**DATA TO USE**
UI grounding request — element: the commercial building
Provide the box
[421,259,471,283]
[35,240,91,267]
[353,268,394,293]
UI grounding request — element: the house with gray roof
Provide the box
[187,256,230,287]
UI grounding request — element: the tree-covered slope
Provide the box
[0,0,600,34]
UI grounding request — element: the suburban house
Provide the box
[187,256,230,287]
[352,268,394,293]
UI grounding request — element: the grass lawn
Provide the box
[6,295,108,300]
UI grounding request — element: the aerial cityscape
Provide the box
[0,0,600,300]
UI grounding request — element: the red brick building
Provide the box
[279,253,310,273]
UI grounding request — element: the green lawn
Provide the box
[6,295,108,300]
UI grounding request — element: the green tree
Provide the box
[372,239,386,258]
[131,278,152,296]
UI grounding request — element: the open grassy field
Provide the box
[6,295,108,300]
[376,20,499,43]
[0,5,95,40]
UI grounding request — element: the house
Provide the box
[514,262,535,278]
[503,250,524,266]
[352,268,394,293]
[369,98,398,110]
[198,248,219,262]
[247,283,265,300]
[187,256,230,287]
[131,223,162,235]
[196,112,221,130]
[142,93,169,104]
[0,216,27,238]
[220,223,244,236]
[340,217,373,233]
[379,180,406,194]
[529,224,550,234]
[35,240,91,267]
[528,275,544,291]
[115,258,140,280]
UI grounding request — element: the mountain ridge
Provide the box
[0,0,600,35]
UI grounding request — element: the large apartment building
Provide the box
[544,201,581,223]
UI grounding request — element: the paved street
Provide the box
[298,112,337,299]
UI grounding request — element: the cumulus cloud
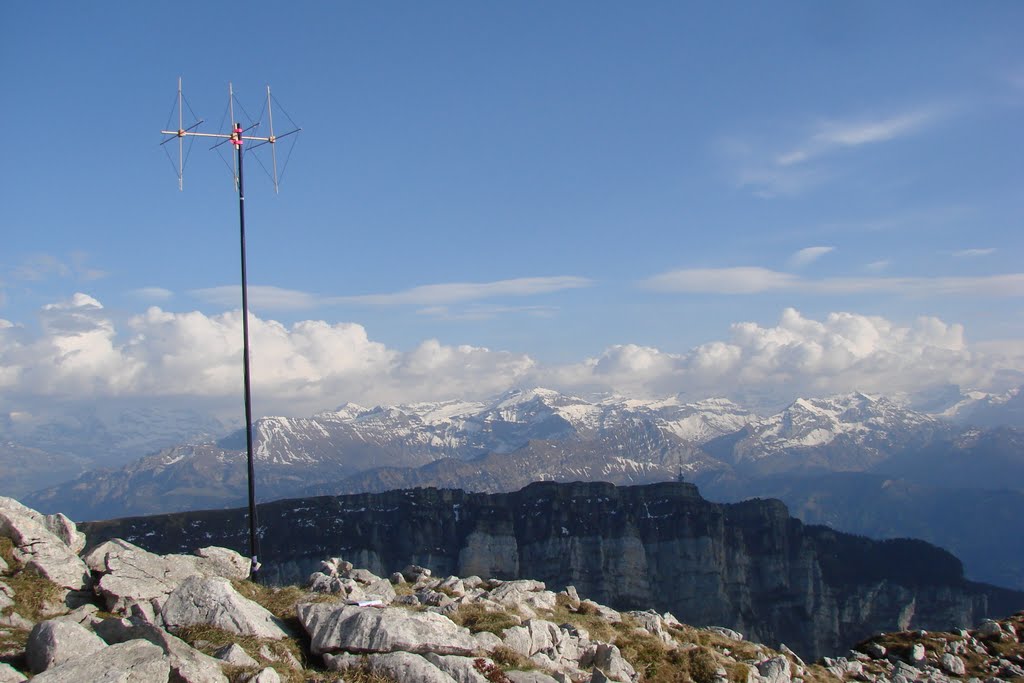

**REQUIREMENTS**
Pick out every line of the data above that contains the word "green", and copy each of those lines.

**EXPECTED ANSWER**
UI grounding request — element: the green lawn
UI grounding request — element: the green tree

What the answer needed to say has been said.